▸ **What to produce**
Transcribe the records below in full; pictures stay out of the copy.

(Rows from a dataset)
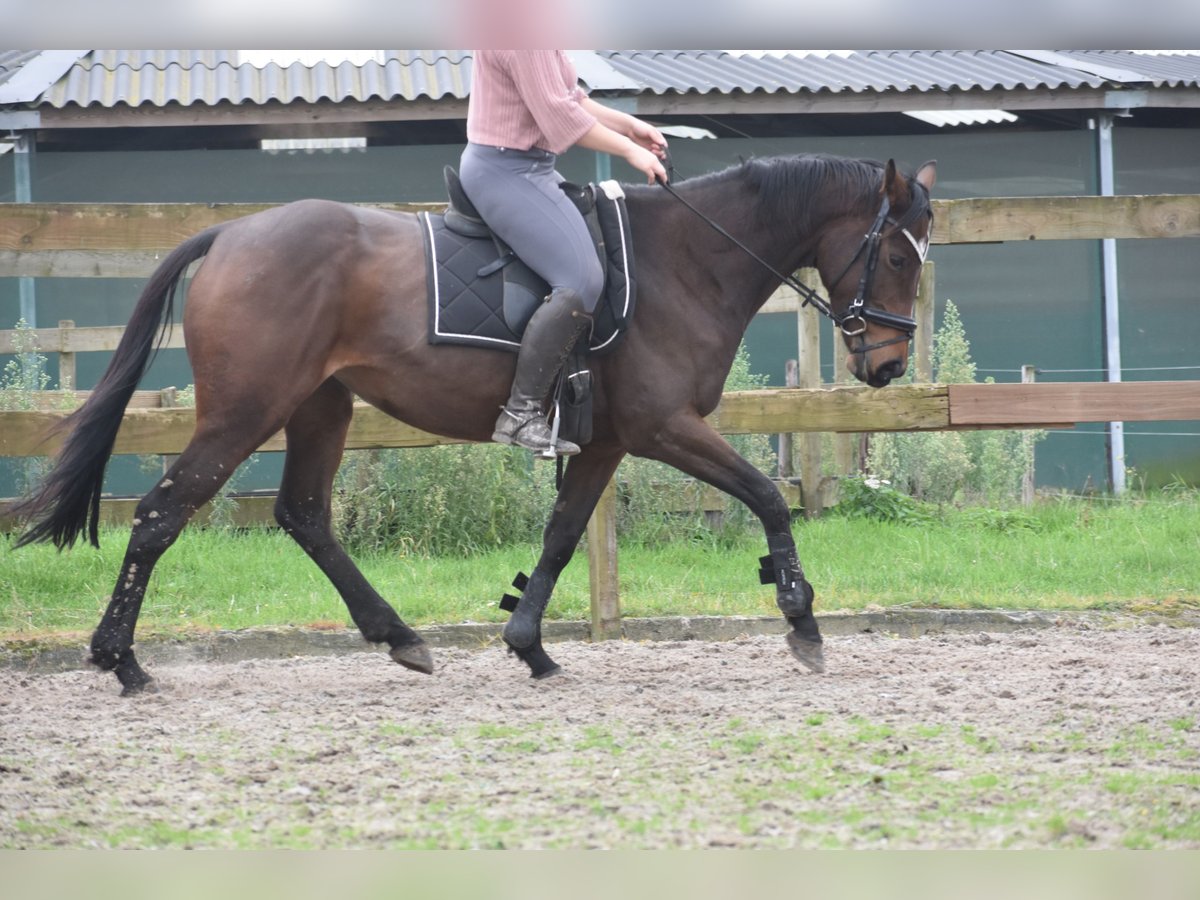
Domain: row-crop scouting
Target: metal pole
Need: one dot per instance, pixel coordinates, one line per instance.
(1111, 304)
(23, 192)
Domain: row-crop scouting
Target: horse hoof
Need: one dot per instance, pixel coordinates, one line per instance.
(148, 687)
(540, 664)
(810, 653)
(415, 657)
(550, 671)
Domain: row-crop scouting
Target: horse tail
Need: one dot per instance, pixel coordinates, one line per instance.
(67, 501)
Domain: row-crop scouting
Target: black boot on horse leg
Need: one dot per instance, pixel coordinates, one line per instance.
(793, 595)
(522, 633)
(547, 340)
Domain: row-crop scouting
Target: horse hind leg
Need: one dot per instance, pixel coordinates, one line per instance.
(586, 478)
(316, 437)
(196, 477)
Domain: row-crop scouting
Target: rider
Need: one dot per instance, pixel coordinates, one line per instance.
(526, 107)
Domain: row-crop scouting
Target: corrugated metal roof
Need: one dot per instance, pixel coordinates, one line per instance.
(12, 60)
(1168, 70)
(108, 78)
(724, 71)
(209, 77)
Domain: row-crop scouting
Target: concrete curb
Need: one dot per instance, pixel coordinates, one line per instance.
(61, 655)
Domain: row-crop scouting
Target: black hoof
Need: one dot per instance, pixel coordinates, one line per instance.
(539, 661)
(415, 657)
(145, 684)
(810, 653)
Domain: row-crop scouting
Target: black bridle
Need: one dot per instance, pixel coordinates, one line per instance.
(853, 322)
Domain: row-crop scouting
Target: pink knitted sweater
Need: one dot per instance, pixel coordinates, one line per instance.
(526, 99)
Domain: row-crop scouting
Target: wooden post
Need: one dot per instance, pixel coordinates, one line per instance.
(923, 341)
(786, 465)
(844, 443)
(603, 567)
(808, 322)
(168, 399)
(66, 358)
(1029, 376)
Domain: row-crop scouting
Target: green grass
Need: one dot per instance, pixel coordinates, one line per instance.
(1137, 556)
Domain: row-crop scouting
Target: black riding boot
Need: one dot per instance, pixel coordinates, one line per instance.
(549, 339)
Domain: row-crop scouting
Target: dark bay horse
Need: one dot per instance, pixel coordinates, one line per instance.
(298, 309)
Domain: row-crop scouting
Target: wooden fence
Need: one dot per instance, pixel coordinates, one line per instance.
(129, 240)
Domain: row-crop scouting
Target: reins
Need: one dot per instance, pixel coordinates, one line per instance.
(853, 322)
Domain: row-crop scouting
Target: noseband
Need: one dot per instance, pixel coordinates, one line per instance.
(853, 322)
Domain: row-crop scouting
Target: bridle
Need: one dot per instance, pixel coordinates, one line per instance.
(855, 319)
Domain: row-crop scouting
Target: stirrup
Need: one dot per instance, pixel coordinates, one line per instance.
(544, 449)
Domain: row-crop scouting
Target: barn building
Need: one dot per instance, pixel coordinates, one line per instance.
(216, 126)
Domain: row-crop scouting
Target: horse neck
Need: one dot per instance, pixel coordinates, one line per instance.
(739, 283)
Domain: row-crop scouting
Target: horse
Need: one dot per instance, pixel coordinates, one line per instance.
(298, 309)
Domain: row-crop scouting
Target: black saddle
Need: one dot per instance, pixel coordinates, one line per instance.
(471, 305)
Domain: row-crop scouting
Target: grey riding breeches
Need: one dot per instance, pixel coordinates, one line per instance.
(517, 195)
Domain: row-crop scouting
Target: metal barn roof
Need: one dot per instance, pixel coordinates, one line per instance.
(132, 78)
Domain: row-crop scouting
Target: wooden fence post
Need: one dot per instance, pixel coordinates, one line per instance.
(844, 443)
(808, 322)
(1029, 376)
(168, 399)
(786, 467)
(923, 341)
(603, 567)
(66, 358)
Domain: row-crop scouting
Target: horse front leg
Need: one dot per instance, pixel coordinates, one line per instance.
(586, 478)
(689, 444)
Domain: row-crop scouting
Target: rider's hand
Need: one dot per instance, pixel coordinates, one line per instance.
(647, 136)
(646, 162)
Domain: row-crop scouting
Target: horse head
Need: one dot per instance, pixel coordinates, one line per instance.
(873, 294)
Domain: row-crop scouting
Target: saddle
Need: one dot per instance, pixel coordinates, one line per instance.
(481, 294)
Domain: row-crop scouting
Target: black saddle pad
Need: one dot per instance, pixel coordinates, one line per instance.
(471, 309)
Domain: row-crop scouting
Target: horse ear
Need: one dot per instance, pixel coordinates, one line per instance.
(894, 186)
(927, 175)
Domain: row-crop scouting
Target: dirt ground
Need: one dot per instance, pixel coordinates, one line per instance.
(1054, 737)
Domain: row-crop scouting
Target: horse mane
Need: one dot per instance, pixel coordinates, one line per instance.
(803, 189)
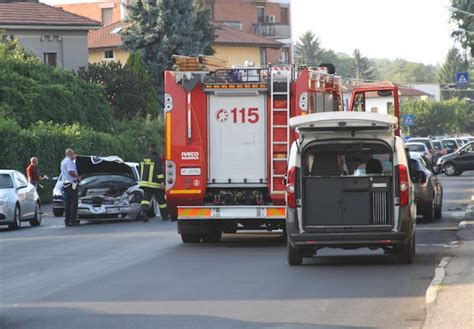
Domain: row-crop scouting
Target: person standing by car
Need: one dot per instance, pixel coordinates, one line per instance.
(70, 180)
(152, 181)
(32, 172)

▸ **Finished exercise**
Domain: row-crop scouting
Target: metal pole
Need: one dot per instance, pixel coordinates, one line per instance.
(1111, 304)
(23, 192)
Domain: row-crop scouting
Target: horse hoof
Need: one dot per instance, pixel coordinates, one line per instance.
(148, 687)
(540, 664)
(810, 653)
(415, 657)
(550, 671)
Domain: row-crop scouting
Target: horse tail
Need: one dot per instance, pixel coordinates, one line per instance.
(67, 501)
Domain: row-crop scouting
Target: black boot on horse leg
Need: one dot per instance, pixel coordinates, one line per instance.
(793, 595)
(522, 633)
(547, 340)
Domain: row-crop scouting
Target: horse hind leg
Need: one dot per instance, pixel coordinates, one line per instance.
(586, 478)
(316, 437)
(196, 477)
Domain: row-crop scouting
Target: rider
Need: one dot per instance, pixel coordinates, one line per instance.
(526, 107)
Domain: row-crop scouting
Target: corrugated metal roof
Need: one dot per instance, pixel coordinates, one line per instance.
(12, 60)
(1168, 70)
(108, 78)
(724, 71)
(209, 77)
Domain: row-crop scouting
Target: concrete curb
Need: one dot per instance, pixel coordinates, one line per instance.
(61, 655)
Domain: row-crop scouting
Target: black hoof
Need: one dot per instance, pixel coordinates, one line per instance.
(539, 661)
(415, 657)
(145, 684)
(810, 653)
Domain: row-crop scouting
Target: black bridle
Need: one dot per instance, pixel coordinates, one line per instance.
(853, 322)
Domain: row-crop scouting
Target: pink knitted sweater
Need: one dot per instance, pixel coordinates, one line per instance.
(526, 99)
Domain: row-crop scouting
Target: wooden post
Need: one dot per instance, pixel coordinates, one line per instance.
(923, 341)
(786, 465)
(844, 443)
(603, 567)
(808, 322)
(168, 399)
(66, 358)
(1029, 376)
Domain: row-crop scouting
Target: green grass
Need: one dot per instance, pixel coordinates, one line per instance.
(1137, 556)
Domain: row-crop scouting
Target: black riding boot
Need: one dot per instance, pixel coordinates, one line per instance.
(549, 339)
Domain: row-crop scouting
Target: dark bay horse
Need: one dot per instance, pixel coordinates, one line per instance.
(298, 309)
Domain: row-crop scouting
Target: wooden fence
Need: one dot per instance, pixel coordinates, one line per instance.
(129, 240)
Domain: row-crop scouting
Target: reins
Need: one dot per instance, pixel coordinates, one line per instance.
(853, 322)
Domain: row-crop scouting
Target: noseband
Need: one dot per instance, pixel coordinates, one line per instance.
(853, 322)
Domain: row-crop scouting
Target: bridle
Need: one dot per instance, pixel coordinates, one line per instance.
(855, 319)
Domain: row-crop scouting
Target: stirrup
Need: one dot per instance, pixel coordinates, one line per instance.
(544, 449)
Domain: row-crop scouting
Target: barn building
Need: one dot per instance, pixel coordinates, one line per instance.
(216, 126)
Domain: row-crop scouting
Target: horse neck
Need: one dot per instance, pixel coordinates, one line per instance.
(739, 283)
Domain: row-crop scouting
Target: horse
Need: one dot per instance, pixel coordinates, one line per instance.
(298, 309)
Domain: row-crop scouting
Target: black saddle
Need: one dot per instance, pixel coordinates, one line per instance.
(471, 305)
Domain: row-crop scouting
Target: grey riding breeches
Need: one dot per instance, pixel coordinates, one line per instance.
(517, 195)
Domain: row-crop scouting
Target: metal barn roof
Need: one dot per instance, pixel coordinates, one line per instance.
(132, 78)
Domain: row-crop scouting
Target: wooden fence post
Need: one dot per instance, pixel coordinates, one line per instance.
(844, 443)
(808, 322)
(1029, 376)
(168, 399)
(786, 467)
(923, 341)
(603, 567)
(66, 358)
Domain: row-crop scouting
Target: horse front leg
Need: one dot per instance, pixel coordinates, one line per instance.
(586, 478)
(689, 444)
Domain: row-crop scouting
Target: rider's hand
Need: one dot per instance, pixel coordinates, one line per instance.
(647, 136)
(646, 162)
Domain: row-crop scouting
Target: horse head
Need: one dot per instance, pixel coordinates, one line per instance.
(873, 294)
Domain: row-crop scouting
Target: saddle
Need: one dot per instance, pixel coordinates, one line per instance.
(481, 294)
Domain: row-crop scouting
Target: black saddle pad
Need: one dot per instance, pixel coordinates, one line per instance.
(471, 309)
Domain: row-crop scouting
Target: horse ear
Need: one dot per instance, pixel coordinates, one line per instance.
(894, 186)
(927, 175)
Domain: row-crop scouting
Target: dirt ground
Need: one dot per instance, pixel coordinates, one line per instance.
(1054, 737)
Domain: row-crop scouting
Target: horse mane
Need: one dot per instance, pixel coordinates, one line per instance.
(803, 189)
Domain: row-crop scouting
Target: person standing by car
Need: one dot per instance, pixel coordinates, one line per instance.
(70, 180)
(152, 181)
(32, 172)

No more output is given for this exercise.